What to do: Gather each line in the data below that contains the word "background".

## Begin Records for the exercise

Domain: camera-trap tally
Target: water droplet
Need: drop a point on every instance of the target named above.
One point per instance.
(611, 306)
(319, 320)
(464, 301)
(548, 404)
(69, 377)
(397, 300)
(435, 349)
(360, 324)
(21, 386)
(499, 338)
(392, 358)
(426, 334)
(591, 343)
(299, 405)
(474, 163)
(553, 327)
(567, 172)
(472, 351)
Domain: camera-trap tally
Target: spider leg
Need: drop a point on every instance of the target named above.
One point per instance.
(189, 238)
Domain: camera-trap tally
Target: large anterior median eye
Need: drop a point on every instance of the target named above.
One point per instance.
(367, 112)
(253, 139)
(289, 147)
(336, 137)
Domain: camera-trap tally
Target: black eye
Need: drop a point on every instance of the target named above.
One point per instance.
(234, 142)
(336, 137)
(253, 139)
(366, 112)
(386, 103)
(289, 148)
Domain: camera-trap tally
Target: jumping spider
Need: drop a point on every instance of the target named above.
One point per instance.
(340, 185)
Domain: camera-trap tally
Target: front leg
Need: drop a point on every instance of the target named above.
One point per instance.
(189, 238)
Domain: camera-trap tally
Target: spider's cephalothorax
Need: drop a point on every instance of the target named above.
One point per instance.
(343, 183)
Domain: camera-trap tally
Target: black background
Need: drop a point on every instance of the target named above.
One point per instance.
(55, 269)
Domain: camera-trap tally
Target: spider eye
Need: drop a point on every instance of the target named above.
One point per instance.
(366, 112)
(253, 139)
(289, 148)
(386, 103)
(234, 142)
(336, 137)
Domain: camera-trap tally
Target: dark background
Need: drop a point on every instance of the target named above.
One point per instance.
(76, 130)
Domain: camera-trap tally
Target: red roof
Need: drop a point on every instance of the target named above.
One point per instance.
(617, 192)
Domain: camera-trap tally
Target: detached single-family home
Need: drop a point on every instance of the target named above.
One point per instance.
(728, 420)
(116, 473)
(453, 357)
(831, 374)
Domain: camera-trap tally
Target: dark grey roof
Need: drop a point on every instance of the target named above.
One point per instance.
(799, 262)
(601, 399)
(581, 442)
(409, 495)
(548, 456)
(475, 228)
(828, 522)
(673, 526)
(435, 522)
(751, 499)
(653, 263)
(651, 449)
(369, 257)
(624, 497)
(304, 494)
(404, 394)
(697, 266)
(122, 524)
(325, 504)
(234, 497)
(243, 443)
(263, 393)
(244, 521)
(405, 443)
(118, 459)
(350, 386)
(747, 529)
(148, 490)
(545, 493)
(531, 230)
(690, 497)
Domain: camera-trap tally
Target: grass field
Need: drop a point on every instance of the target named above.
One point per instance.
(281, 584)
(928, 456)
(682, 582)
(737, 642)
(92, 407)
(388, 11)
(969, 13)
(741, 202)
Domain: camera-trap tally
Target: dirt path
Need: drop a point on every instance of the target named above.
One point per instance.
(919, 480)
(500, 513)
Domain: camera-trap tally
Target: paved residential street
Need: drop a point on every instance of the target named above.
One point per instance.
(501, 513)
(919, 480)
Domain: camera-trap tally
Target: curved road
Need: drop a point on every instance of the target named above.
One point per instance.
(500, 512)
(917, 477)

## End Records for the exercise

Solution to this task:
Target: black background
Target: dark background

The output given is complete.